You don’t choose the time or the content (if you want to watch TV, you’re stuck with what’s on at the time on  7, 9, 10, ABC, SBS).

Networked media doesn’t have‘audiences’ (mass, passive receivers of mass produced messages).


Networked media are ‘pull’ media.


You have to choose to seek a given piece of networked media out of a world (wide web) of choices, available on demand.


People are attracted to a particular example of networked media by a shared interest.


And with a billion people on the net, you can find a community for any interest imaginable.



General Principle Of Networked Media:
Networked media lends itself to communities of interest, not audiences.


These are interactive communities, where ‘interactive’ doesn’t mean ‘choose an option, press a button’ but rather make, share, comment, exchange as part of a community.

Does this mean the ‘End of Mass Communication’?
No.


Not only are ‘traditional/broadcast’ media still a vital part of our media experience…


But a lot (maybe most) of networked communication still replicates a broadcast model.

Networked media just makes it easier to be active in your relation to the media.


But lots of people still remain pretty passive in the way they use the possibilities of convergence/interactivity/networked media.


There are degrees of course – more people comment than share substantial creative content, and more people just read or view than comment.

A rule of thumb often mentioned re. sites that invite user participation/user generated content (i.e., YouTube):
1% contribute regularly.
10% occasionally.
The rest not at all - they are passive consumers (just like broadcast model).
Think about how much YOU do this…

And a large part of the net / web / WWW is dominated by large corporations / businesses.


Who still largely (not entirely) focus on using it to send messages they control from the top down…
Web sites for films...
Newspapers online...


The interaction they mostly want is for you to recommend their stuff to your friends.

This is becoming less true as time goes on – more media organisations are trying to engage more fully with networked media, user generated content and social networks. 


But they always face the problem that the users / social networks don’t necessarily do what the media organisation would like them to.


File sharing, mash ups, fan activism and creation, etc.
They no longer have as much control and authority over how their material is used as they used to.

So ‘new’ media makes it easier to be active in relation to the media.
But a lot of what we do/see in the ‘new’ media world is a lot like ‘old’ media.


And often replicates a broadcast model in a networked environment.

= = = = =

(Task to complete): Continue the text on networked media and the broadcast model, starting after its final sentence.

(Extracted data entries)
= = = = =

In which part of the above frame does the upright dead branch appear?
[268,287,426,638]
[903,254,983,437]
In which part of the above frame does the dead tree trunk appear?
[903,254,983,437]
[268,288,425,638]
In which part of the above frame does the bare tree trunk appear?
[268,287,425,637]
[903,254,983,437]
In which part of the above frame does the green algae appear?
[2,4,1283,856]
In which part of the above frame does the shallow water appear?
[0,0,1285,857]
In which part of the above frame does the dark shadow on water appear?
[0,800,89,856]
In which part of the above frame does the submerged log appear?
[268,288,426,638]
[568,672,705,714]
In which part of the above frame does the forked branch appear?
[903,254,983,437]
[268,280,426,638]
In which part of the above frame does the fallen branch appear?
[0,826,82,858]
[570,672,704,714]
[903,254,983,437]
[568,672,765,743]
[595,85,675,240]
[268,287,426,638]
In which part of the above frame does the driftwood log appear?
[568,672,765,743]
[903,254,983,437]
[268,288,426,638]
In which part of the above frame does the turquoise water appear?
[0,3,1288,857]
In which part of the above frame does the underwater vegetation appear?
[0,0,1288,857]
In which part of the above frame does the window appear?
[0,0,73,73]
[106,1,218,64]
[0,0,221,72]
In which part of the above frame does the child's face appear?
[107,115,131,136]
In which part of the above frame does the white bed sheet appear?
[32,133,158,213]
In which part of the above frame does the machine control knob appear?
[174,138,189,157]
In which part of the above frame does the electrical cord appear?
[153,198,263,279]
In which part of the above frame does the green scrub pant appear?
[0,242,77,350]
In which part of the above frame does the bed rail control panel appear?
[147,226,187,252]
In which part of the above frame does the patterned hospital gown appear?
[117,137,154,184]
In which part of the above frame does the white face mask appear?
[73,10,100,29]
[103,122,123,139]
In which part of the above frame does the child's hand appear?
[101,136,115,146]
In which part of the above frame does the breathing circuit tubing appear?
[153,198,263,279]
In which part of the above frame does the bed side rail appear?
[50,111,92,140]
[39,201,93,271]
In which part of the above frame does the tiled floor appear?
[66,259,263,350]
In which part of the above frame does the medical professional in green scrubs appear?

= = = = =

(Result of the exercise):
Collective Intelligence:
Shared knowledge is what everyone knows, what you all already share.


But no one here knows everything there is to know, and all of you know something other people don’t.


If you were able put together all the different things that individuals know, and make it possible to share them with everyone else, the sum of that would be your collective intelligence.

Any networked community, niche community, social network, etc. forms a collective intelligence, focusing on their shared interest.



The Challenge Of Peer Communities:
Control of copyright material - Music, DVDs, now films.


Control of message - Spoofs, parodies, etc. 


Control of use - PVRs, sampling, etc.


Maintaining your audience as a mass audience.



The Benefit Of Peer Communities:
Viral marketing - Sophisticated media consumers are less open to media manipulation (advertising), but are influenced by peer groups.


AUTHENTICITY! - Viral marketing uses p2p communication to do this.
Use the web to create a cult community around your product - Fan Fiction, etc. 


Use the community to make your product - Game Beta Testing, Storyline development for TV, etc. 


Use the niche nature of networked media to target specific audiences directly - Lead your advertisers straight to the market they want, rather than scattergun mass advertising.



Conclusion:
Networked media do present real challenges to traditional mass media, but opportunities as well.


They will not replace mass media, but they will engage it, alter it and participate in it (whether mass media wants them to or not).


They can also act parallel to the mass media, providing alternatives, providing critique, providing access to a wider group of voices, doing things the mass media can’t.